What you need to do: Return the records that follow, unchanged and complete.

Records from a collection:
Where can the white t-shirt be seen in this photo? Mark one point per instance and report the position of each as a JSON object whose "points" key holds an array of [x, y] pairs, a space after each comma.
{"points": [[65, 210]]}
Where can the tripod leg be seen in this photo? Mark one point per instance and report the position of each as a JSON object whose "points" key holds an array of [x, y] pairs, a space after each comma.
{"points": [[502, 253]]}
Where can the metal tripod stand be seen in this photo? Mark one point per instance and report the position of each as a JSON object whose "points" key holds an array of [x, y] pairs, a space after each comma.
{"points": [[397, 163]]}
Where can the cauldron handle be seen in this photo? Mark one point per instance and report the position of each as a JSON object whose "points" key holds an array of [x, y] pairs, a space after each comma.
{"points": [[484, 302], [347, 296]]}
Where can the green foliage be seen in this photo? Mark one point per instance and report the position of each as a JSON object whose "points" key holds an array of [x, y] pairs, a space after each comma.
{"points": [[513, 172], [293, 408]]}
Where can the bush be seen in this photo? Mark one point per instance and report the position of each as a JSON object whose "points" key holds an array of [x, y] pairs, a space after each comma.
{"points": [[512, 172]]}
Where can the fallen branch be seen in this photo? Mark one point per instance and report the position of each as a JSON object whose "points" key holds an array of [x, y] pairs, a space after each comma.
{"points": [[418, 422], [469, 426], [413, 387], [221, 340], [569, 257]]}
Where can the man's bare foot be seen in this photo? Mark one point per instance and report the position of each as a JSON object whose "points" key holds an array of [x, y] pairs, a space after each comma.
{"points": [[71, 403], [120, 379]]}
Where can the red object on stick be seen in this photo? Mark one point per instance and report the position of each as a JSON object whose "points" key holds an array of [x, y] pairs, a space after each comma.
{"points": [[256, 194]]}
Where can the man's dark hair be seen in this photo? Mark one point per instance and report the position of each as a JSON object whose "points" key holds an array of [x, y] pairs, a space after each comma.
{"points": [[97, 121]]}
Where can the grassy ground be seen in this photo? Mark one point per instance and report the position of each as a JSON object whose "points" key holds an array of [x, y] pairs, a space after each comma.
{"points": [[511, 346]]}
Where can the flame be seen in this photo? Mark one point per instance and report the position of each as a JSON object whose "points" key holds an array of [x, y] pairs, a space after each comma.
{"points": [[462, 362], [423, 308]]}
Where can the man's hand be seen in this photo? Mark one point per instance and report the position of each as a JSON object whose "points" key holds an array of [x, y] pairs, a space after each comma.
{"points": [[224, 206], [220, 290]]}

Reply to the task:
Where can the white t-shirt be seen in this photo? Mark one point per instance and report the position of each as a JSON object whose "points" key holds an array of [x, y] pairs, a space after each comma.
{"points": [[65, 210]]}
Where can the tripod leg be seen in this photo? Mark one point per instance and report the position of each as a JSON object whose "points" key holds an array of [x, y] pairs, a space after each comma.
{"points": [[502, 253]]}
Where can the metal tripod stand be seen in this photo? Mark one point per instance and report the position of each as a JSON object whose "points" key holds an array of [x, y] pairs, a space after each comma.
{"points": [[397, 163]]}
Where can the cauldron handle be seen in this photo? Mark one point per instance and report the position of each as a JSON object whose "points" key holds an array of [x, y] pairs, a space after each comma.
{"points": [[484, 302], [347, 296]]}
Where can the green foliage be seen in this photo? Mark one point per instance and report the position of each as a JSON object whose "points" key holds an array of [x, y] pairs, a space after each comma.
{"points": [[513, 172], [293, 408]]}
Where can the bush be seen in this photo? Mark one point per instance and report the position of each as a JSON object whose "points" key holds an array of [x, y] pairs, a space after each comma.
{"points": [[512, 172]]}
Where can the fallen branch be seen in this photo? Mark one point per instance and report the position of each as a JSON object whose "points" key holds an array of [x, y] pairs, a space after each comma.
{"points": [[418, 422], [469, 426], [413, 387], [221, 340], [569, 257]]}
Where can the man's bare foot be seen in this photo? Mark one point per instance and report the position of each as a JSON object whose "points" key holds an array of [x, y] pairs, a space after each comma.
{"points": [[71, 403], [120, 379]]}
Where can the red object on stick be seen in this photo? Mark one point per instance and report the position of each as a JSON object whose "points" key holds an array of [x, y] pairs, a space after each comma.
{"points": [[256, 194]]}
Where can the man's dark hair be seen in this photo? Mark one point per instance and report the position of each as a JSON object whose "points" key holds an array of [x, y] pairs, a space after each comma.
{"points": [[97, 121]]}
Where can the grassy ground be seen in this photo? Mark one point per instance and report the position of each as a JSON object whose "points" key holds an array of [x, y] pairs, a space after each comma.
{"points": [[511, 346]]}
Where can the flame be seen in this photo? Mark one point per instance and report the position of each as a JSON object whose "points" key holds an array of [x, y] pairs, a space after each comma.
{"points": [[462, 362], [423, 308]]}
Where can the man's hand be seen in this photo? Mark one point per instance and report the position of each as a JSON object whose "points" key holds an array of [x, y] pairs, a space after each comma.
{"points": [[224, 206], [220, 290]]}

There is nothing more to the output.